*Objective:* The line containing "A single point marks each instance of the high-visibility" marks where to begin; quote it and every line after it through the end of the data, exactly as written.

*Dataset records:*
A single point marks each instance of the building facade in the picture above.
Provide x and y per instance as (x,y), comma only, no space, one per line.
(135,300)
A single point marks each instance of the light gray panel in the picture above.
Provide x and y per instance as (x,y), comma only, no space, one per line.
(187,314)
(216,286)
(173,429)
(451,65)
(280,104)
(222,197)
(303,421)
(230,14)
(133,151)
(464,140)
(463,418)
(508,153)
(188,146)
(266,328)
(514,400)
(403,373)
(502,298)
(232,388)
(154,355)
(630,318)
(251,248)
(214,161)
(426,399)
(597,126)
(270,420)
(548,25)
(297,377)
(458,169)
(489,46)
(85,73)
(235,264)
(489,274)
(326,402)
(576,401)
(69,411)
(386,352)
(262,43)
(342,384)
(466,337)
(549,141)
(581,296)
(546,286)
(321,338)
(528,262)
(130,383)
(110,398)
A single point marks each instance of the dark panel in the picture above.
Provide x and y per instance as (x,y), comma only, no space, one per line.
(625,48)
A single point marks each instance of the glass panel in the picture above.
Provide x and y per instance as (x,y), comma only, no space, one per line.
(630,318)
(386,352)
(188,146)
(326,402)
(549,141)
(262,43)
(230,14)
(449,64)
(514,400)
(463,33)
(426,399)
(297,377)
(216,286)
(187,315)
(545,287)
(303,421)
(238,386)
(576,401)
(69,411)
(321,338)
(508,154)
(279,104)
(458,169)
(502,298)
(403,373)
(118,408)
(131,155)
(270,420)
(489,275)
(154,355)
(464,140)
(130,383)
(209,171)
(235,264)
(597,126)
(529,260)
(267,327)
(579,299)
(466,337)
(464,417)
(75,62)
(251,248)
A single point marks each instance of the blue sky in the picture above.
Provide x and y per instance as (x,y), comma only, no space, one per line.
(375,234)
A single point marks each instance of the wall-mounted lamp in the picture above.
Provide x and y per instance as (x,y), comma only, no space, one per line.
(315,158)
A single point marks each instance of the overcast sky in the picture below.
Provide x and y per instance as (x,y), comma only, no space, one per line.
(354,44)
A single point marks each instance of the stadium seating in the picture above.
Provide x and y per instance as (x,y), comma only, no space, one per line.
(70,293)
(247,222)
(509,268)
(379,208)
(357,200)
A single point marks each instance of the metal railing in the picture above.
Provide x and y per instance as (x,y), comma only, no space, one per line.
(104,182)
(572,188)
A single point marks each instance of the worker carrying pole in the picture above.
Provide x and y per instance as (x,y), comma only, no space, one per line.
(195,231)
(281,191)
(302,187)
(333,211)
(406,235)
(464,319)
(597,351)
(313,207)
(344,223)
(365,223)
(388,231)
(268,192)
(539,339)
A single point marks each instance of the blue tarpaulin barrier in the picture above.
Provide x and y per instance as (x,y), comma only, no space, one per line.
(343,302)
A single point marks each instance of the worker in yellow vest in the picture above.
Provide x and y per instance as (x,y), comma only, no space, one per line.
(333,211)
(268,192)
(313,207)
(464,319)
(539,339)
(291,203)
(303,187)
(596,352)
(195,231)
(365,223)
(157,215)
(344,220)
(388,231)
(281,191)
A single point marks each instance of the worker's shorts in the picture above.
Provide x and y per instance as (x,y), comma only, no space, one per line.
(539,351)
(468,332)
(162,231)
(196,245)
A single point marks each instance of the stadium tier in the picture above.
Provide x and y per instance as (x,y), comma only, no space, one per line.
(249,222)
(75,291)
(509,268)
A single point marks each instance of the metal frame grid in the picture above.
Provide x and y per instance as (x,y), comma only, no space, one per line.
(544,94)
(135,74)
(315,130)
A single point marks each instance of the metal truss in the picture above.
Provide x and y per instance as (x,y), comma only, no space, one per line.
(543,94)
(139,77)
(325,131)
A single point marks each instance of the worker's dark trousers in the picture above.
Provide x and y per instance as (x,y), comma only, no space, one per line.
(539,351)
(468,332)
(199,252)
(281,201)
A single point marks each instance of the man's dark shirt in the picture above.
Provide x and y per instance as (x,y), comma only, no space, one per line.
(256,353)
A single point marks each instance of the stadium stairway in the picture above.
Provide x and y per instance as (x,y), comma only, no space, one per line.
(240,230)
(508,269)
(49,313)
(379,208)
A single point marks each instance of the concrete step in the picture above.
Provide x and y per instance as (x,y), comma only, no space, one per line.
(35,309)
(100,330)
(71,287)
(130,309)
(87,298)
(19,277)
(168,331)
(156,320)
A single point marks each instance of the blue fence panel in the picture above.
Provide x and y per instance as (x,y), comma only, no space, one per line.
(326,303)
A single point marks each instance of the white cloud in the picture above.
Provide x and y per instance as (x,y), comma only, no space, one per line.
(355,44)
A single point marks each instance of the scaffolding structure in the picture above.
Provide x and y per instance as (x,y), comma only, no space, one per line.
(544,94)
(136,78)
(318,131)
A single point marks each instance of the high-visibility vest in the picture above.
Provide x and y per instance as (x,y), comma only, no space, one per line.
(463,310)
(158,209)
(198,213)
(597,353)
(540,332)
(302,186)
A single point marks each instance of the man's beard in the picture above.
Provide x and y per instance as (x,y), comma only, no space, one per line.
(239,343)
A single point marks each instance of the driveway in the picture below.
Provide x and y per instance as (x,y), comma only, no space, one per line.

*Result of the task:*
A single point marks each instance of the high-visibility vest in the picture above.
Provide x and y per instance as (x,y), comma only, no space, one per line.
(463,310)
(158,209)
(198,213)
(597,353)
(540,332)
(302,186)
A single point marks each instance of the man's beard in the picture above.
Provide x and y per instance as (x,y), comma only, no space, one per line.
(239,343)
A single point marks each instance of the driveway in the picture below.
Provide x and y per instance as (x,y), comma only, no space, one per line.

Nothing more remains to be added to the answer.